──────── TEXTE À LIRE ────────

Deux auteurs de la revue ont réalisé indépendamment la sélection des études, l'extraction des données et l'évaluation du risque de biais et les analyses.
Parmi les 364 dossiers identifiés, 129 études totalisant 18 086 participants répondaient aux critères d'inclusion. La moitié des études ont été jugées à risque élevé de biais, les autres à risque indéterminé. Un large éventail de comparaisons différentes a été évalué parmi les 129 études, dont une majorité (92 au total) portait sur des antifongiques azolés. La durée du traitement variait d'une semaine à deux mois, mais elle était deux à quatre semaines dans la plupart des études. La durée de suivi variait d'une semaine à six mois. Soixante-trois études ne contenaient pas de données exploitables ou récupérables, principalement en raison de l'absence de données distinctes pour les différentes formes de teigne. La guérison mycologique et clinique était évaluée dans la majorité des études, de même que les effets indésirables. Moins de la moitié des études incluait une évaluation de la récidive de la maladie et presque aucune n'évaluait le temps écoulé avant la guérison clinique ni le fait que les participants de l'étude se considéraient ou non comme guéris. La qualité des preuves relatives aux différents critères d'évaluation allait de faible à très faible.

──────── ENREGISTREMENTS ────────

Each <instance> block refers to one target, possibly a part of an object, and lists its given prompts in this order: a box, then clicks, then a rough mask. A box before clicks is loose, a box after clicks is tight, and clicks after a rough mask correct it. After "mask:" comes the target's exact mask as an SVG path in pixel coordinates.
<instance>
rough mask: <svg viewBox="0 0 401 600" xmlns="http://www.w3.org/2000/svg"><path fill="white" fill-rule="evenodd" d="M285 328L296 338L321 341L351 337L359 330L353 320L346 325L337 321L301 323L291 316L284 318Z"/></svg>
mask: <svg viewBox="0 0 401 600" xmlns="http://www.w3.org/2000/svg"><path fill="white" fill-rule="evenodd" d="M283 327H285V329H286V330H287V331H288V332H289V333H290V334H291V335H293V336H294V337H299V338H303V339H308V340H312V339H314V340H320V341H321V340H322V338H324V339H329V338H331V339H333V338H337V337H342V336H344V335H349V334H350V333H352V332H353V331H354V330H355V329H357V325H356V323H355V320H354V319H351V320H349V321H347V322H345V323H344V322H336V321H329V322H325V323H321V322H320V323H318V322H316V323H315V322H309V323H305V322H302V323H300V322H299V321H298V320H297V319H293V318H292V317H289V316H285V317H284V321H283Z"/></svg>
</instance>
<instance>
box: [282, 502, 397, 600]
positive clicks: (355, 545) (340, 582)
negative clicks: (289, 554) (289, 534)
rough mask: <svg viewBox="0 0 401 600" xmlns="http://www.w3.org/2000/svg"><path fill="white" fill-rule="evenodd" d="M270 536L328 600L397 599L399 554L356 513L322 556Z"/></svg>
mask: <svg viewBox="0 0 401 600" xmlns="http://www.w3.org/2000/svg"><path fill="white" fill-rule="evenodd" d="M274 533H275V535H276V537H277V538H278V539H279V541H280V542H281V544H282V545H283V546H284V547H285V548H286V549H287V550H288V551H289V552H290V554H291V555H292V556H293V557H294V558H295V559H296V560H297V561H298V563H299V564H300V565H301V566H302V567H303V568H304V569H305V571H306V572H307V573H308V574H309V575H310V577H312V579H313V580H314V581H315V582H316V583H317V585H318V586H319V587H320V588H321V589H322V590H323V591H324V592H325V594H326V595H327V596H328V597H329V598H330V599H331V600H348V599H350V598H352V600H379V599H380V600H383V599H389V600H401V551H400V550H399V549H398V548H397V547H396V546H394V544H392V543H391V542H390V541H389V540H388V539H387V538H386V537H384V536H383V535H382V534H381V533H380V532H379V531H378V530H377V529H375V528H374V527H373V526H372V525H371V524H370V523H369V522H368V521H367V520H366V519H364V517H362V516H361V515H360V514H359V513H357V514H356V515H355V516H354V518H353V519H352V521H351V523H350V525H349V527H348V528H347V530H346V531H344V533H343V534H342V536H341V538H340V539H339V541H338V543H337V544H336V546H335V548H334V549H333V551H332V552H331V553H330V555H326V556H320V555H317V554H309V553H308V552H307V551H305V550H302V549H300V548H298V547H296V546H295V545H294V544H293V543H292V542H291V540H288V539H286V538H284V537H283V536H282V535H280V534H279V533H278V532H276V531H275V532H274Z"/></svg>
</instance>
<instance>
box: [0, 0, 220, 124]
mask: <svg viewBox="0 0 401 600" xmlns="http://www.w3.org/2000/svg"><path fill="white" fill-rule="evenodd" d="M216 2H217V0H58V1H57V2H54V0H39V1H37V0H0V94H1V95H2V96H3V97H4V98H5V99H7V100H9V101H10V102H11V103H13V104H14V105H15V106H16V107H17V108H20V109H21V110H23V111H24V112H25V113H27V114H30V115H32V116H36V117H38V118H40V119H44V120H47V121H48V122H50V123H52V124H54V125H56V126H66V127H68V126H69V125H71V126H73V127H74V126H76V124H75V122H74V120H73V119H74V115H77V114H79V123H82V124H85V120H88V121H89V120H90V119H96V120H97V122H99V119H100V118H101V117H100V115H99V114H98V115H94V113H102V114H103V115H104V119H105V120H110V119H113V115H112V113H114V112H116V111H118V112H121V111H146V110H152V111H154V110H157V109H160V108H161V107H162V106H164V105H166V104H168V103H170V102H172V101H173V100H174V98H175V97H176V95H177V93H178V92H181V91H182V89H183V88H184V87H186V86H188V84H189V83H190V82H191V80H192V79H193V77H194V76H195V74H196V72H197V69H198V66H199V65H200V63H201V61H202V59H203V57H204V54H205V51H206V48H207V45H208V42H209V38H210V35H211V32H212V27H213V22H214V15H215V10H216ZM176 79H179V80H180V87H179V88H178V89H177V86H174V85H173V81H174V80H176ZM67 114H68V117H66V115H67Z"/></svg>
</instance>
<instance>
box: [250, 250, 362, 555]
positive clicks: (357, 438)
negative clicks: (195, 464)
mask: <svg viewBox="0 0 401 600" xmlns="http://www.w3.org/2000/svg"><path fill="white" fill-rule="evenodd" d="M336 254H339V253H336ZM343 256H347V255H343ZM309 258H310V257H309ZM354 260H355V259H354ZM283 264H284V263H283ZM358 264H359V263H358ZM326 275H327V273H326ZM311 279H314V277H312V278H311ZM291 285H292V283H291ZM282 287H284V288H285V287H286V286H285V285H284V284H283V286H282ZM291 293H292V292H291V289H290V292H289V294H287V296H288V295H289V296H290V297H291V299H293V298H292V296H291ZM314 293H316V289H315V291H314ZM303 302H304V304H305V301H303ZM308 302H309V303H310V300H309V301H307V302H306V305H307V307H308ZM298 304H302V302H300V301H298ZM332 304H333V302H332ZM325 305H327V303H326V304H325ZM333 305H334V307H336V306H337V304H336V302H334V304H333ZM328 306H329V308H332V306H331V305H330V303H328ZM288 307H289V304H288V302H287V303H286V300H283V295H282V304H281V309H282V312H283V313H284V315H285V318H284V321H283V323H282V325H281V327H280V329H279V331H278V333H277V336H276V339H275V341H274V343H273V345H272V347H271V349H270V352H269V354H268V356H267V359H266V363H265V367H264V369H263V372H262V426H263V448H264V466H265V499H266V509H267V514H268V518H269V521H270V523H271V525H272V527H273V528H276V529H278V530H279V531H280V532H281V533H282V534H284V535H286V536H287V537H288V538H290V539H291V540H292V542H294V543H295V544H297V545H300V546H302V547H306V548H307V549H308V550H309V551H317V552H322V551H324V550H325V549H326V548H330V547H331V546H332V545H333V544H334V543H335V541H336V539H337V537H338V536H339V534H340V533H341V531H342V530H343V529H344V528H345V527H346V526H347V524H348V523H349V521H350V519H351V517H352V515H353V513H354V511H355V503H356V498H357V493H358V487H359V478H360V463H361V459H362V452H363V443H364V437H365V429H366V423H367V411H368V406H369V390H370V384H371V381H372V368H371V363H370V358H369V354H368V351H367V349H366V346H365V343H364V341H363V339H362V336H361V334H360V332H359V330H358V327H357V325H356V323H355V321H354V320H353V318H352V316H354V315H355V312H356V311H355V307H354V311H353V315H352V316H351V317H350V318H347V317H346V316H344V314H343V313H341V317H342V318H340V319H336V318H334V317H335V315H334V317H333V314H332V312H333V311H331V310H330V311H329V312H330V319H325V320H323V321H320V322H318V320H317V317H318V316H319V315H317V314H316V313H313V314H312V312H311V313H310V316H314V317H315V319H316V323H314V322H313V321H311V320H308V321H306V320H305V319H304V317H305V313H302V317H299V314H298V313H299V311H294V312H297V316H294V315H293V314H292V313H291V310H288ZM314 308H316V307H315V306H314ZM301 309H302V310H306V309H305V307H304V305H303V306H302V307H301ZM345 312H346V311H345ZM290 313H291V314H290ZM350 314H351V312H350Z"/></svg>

────────

[EXPLORATION DU CONTENU]
1. Selon le texte sur les études consacrées au traitement de la teigne, combien d'études répondaient aux critères d'inclusion ?
2. Poursuivez le texte sur les études consacrées au traitement de la teigne à la suite de sa dernière phrase.

[RÉSULTATS DE L'EXERCICE]
1. 129 études, totalisant 18 086 participants.

2.
Les données de plusieurs critères d'évaluation ont été regroupées pour deux traitements en particulier. Dans cinq études, un taux de guérison clinique significativement plus élevé a été constaté chez les participants traités avec la terbinafine par rapport à un placebo (risque relatif (RR) 4,51, intervalle de confiance (IC) à 95 % de 3,10 à 6,56, nombre de sujets à traiter (NST) 3, IC à 95 % de 2 à 4). La qualité des preuves pour ce critère d'évaluation a été jugée faible. Les données relatives à la guérison mycologique avec la terbinafine n'ont pas pu être regroupées en raison d'une importante hétérogénéité.
Le taux de guérison mycologique était favorable à la naftifine à 1 % par rapport au placebo dans trois études (RR 2,38, IC à 95 % de 1,80 à 3,14, NST 3, IC à 95 % de 2 à 4), avec des preuves de faible qualité. Dans une étude, la naftifine à 1 % a été plus efficace que le placebo pour la guérison clinique (RR 2,42, IC ) 95 % de 1,41 à 4,16, NST 3, IC à 95 % de 2 à 5) avec des preuves de faible qualité.
Dans deux études, les taux de guérison mycologique étaient favorables au clotrimazole à 1 % par rapport au placebo (RR 2,87, IC à 95 % de 2,28 à 3,62, NST 2, IC à 95 % de 2 à 3).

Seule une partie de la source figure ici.